* [EXERCISES TO COMPLETE]
**1.** What tags is the forum thread on parametric versus non-parametric tests for microarray data filed under?
**2.** Can you write what comes next in the forum thread on parametric versus non-parametric tests for microarray data, picking up right after its final sentence?

* [PAGE TEXT]

__________

Question

Parametric Or Non-Parametric - That Is The Question?

4

Entering edit mode

13.1 years ago

Darren J. Fitzpatrick ★ 1.1k

Given measures of relative RNA abundance from microarray experiments, after preprocessing, normalising, etc., there always seems to be those genes that refuse to behave normally.

When conducting subsequent analysis on these genes, e.g., eQTL analysis, differential expression - do you go parametric or non-parametric?

What are your thoughts?

gene statistics microarray • 4.8k views

ADD COMMENT • link updated 12.9 years ago by David Quigley 11k • written 13.1 years ago by Darren J. Fitzpatrick ★ 1.1k

1

Entering edit mode

I work using microarrays from 4 years and as far as I know most often researchers use anova, I do as well.

ADD REPLY • link 13.1 years ago by boczniak767 ▴ 870

score 7 · Answer 1 · 2011-11-23

Much of the time I use a parametric test to establish an observed statistic, but a non-parametric test to establish a significance threshold for that test. This is a fairly common approch. For example, I think it's safe to say the vast majority of differential expression analysis is performed with some variation of the t test or linear regression. SAM, for example, uses a modified t test, and establishes a FDR through permutation testing.

__________

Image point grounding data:

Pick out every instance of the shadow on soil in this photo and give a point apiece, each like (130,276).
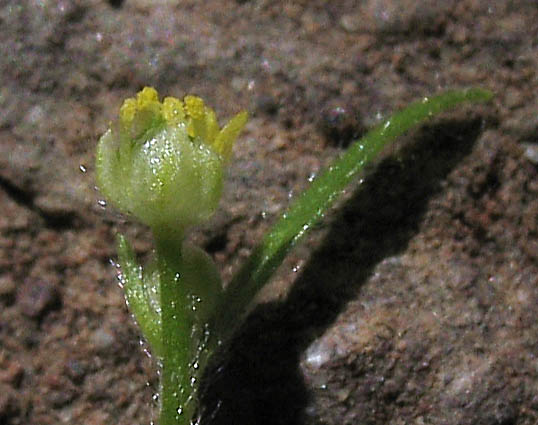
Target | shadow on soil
(258,381)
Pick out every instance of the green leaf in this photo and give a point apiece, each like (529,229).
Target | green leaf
(311,205)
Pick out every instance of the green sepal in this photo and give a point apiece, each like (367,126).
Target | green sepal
(142,294)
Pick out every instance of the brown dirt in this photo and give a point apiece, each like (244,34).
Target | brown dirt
(415,302)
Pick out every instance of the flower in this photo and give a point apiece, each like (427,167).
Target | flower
(163,162)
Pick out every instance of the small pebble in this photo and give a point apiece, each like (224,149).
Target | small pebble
(36,297)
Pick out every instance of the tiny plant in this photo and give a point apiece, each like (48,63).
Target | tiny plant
(163,162)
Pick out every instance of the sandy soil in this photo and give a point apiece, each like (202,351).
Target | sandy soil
(415,302)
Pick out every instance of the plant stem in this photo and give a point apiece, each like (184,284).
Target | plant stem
(175,393)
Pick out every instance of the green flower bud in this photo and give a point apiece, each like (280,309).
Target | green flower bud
(163,162)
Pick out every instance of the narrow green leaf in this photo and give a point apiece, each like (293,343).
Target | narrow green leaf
(141,294)
(325,189)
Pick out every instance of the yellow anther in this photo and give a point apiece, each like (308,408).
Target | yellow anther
(194,107)
(146,96)
(226,138)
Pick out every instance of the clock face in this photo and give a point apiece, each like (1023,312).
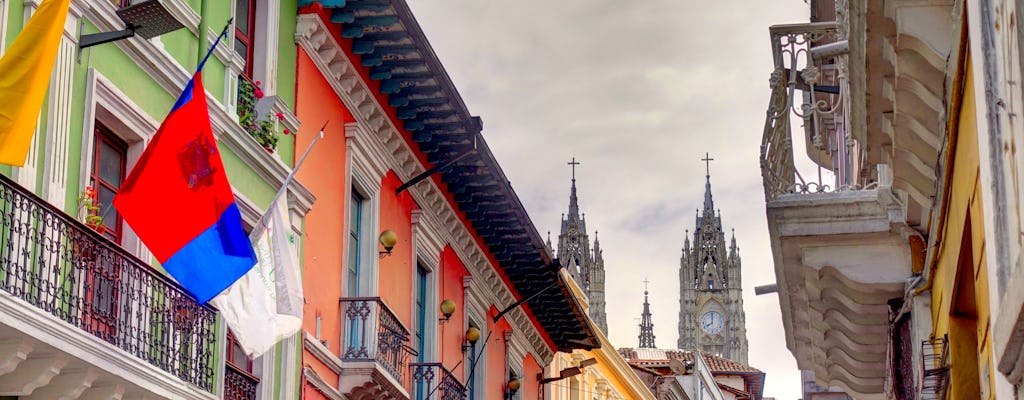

__________

* [RESULTS FOR EACH TASK]
**1.** gene, statistics, microarray

**2.**
This is a common approach for eQTL analysis as well; typically one tests candidate alleles using a linear model, but establishes significance by permutation testing. The non-parametric testing is particularly important for eQTL analysis, because in my experience eQTL results are particularly susceptible to outliers which hyper-inflate your statistic when looking for trans-eQTLs. This can happen when you have rare homozygous alleles that coincide with rare high or low expression values; by testing the whole genome, you inevitably identify these cases which are likely (though not certain) to be spurious associations.

When I perform genome-wide correlation analysis I take a different approach: I use spearman rank correlation rather than pearson correlation. In general, I've found the results to be of nearly the same power and I feel more comfortable with a non-parametric statistic in this case. For genome-wide analysis I also use a permutation method (the Genome-Wide Error Rate method, Churchill Genetics 1994) to establish a significance threshold.